• _STATED TASK_
Reproduce each of the rows below verbatim, leaving out the pictures.
# # # # #
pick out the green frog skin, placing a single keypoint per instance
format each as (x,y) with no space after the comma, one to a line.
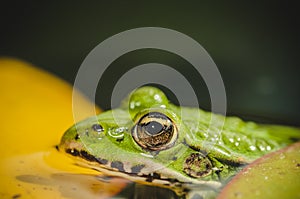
(150,140)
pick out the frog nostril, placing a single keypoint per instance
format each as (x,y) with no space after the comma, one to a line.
(97,128)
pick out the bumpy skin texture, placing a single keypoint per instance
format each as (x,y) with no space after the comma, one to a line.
(149,139)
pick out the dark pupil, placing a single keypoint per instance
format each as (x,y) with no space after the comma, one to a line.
(97,127)
(153,127)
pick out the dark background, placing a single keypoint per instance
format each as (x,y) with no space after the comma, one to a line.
(255,45)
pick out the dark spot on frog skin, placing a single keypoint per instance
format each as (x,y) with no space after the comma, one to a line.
(101,161)
(97,128)
(152,176)
(197,165)
(137,168)
(73,152)
(76,136)
(16,196)
(117,165)
(87,156)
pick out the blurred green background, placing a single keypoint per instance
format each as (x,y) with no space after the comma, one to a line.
(255,45)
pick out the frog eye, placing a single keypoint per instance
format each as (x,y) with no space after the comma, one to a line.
(155,131)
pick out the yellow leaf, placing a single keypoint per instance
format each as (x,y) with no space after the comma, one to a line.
(36,109)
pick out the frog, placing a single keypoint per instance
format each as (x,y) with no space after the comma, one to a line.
(150,140)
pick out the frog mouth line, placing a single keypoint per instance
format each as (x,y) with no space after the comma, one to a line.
(116,168)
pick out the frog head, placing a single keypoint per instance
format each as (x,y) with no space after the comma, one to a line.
(143,138)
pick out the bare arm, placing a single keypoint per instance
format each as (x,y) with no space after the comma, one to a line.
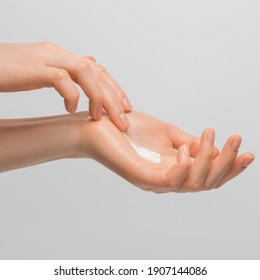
(26,142)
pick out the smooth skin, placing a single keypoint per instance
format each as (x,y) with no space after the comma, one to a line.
(33,66)
(189,164)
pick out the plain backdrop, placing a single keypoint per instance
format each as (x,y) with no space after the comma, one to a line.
(193,63)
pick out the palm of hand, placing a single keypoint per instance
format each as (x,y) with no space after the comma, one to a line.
(177,172)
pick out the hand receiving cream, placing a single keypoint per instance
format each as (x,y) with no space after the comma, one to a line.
(146,153)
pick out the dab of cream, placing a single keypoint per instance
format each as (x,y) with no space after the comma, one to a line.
(146,153)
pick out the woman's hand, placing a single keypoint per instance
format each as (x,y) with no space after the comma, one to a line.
(178,172)
(34,66)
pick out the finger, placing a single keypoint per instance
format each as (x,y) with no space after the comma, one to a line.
(240,164)
(114,108)
(178,172)
(90,58)
(61,81)
(223,162)
(203,160)
(117,90)
(178,137)
(87,81)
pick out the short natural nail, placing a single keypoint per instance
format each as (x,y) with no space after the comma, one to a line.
(211,135)
(127,103)
(124,120)
(99,113)
(248,161)
(185,149)
(73,110)
(236,144)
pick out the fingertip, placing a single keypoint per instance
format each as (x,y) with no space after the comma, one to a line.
(127,104)
(183,154)
(124,122)
(236,142)
(248,160)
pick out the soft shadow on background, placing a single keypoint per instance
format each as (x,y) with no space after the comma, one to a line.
(193,63)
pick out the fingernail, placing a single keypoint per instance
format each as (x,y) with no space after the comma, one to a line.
(248,161)
(127,103)
(236,144)
(185,149)
(124,120)
(211,135)
(99,113)
(74,109)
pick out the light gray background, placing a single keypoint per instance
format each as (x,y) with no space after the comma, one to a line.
(194,63)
# # # # #
• _RESULT OF THE TASK_
pick out the green frog skin, placing a single keypoint per instance
format each as (x,y) with no space after the comma, one to a line.
(150,140)
pick out the frog nostril, placing a single keypoint per instance
format each as (x,y) with no space after the comma, one to a line.
(97,128)
pick out the bumpy skin texture, placing a single keypoint per instance
format each as (x,y) with no space after the comma, one to a line.
(149,139)
pick out the dark pupil, placing a single keypoint per instance
format each as (x,y) with no space after the comma, one to a line.
(97,127)
(153,127)
pick out the dark background, placing a single keypoint per instance
format each as (x,y) with no space after the comma, one to a line.
(255,45)
pick out the dark spot on frog skin, placing a single keypoint per instance
format each as (x,y) with no space after the comma, one to a line.
(101,161)
(97,128)
(152,176)
(197,165)
(137,168)
(73,152)
(76,136)
(16,196)
(117,165)
(87,156)
pick out the blurred green background, placing a single keypoint per instance
format each as (x,y) with no space after the comma, one to a line.
(255,45)
pick out the frog eye, placing a single keypoint per instance
format each as (x,y) with no space after the comma, one to a line.
(155,131)
pick out the yellow leaf, placing a single keypoint per instance
format each as (x,y) with no space after the comma, one to a line.
(36,109)
pick out the frog, placing a single keypoint per instance
format each as (x,y) with no space after the comma, one to a line.
(150,140)
pick out the frog mouth line, placing a single keypoint per instance
format each as (x,y) with no space after the comma, one to a line.
(116,168)
pick out the frog head, placing a single keypoint per instance
format each as (x,y) with no space after the comma, one to a line.
(143,138)
pick out the bare arm, placing a single keypoint per instance
format each as (x,y) with no space after the comma, one to a line.
(26,142)
pick out the smooth skin, placing a single keypoint per instance
format each as (x,y) with no space after the comma, one to a line.
(33,66)
(189,164)
pick out the plain backdrop, placing a single keypoint per instance
format each as (x,y) with no space after the comma, one to a line.
(193,63)
pick out the palm of hand, placing a single keypoint per instance
format each as (x,y) with no space after the comma, one to a line.
(177,172)
pick out the hand receiving cream, placing a single keypoint per instance
format each as (x,y) with no space after the comma, one to a line.
(146,153)
pick out the dab of cream, placing a single keypoint per instance
format each as (x,y) with no space after the comma, one to a line.
(146,153)
pick out the woman's hand, placing a single keypoint per instance
format each as (x,y) with no space after the comma, one to a line.
(178,172)
(34,66)
pick out the finger, placing a single keypoint per instance
format each as (x,y) with no space after the comma, one to a line.
(240,164)
(114,108)
(178,172)
(90,58)
(61,81)
(223,162)
(203,160)
(117,90)
(178,137)
(87,81)
pick out the short natural nail, placing a single keypoint per instance
format each as (x,y) with no space after the comma, one to a line.
(211,135)
(127,103)
(124,120)
(99,113)
(248,161)
(185,149)
(73,110)
(236,144)
pick out the fingertip, placing a single keypoint per instance
format each as (x,y) with no space after the comma, one to a line.
(127,104)
(183,154)
(124,122)
(236,142)
(248,160)
pick out the soft shadow on background, placing a single keypoint per instance
format each as (x,y) with no space after the comma, one to a line.
(193,63)
pick out the fingernail, placing a single keypoint per instance
format each as (x,y) with no space after the comma, one to a line.
(248,161)
(127,103)
(236,144)
(185,149)
(124,120)
(211,135)
(99,113)
(74,109)
pick out the light gray background, placing a single keypoint per instance
format each as (x,y) with no space after the comma, one to a line.
(194,63)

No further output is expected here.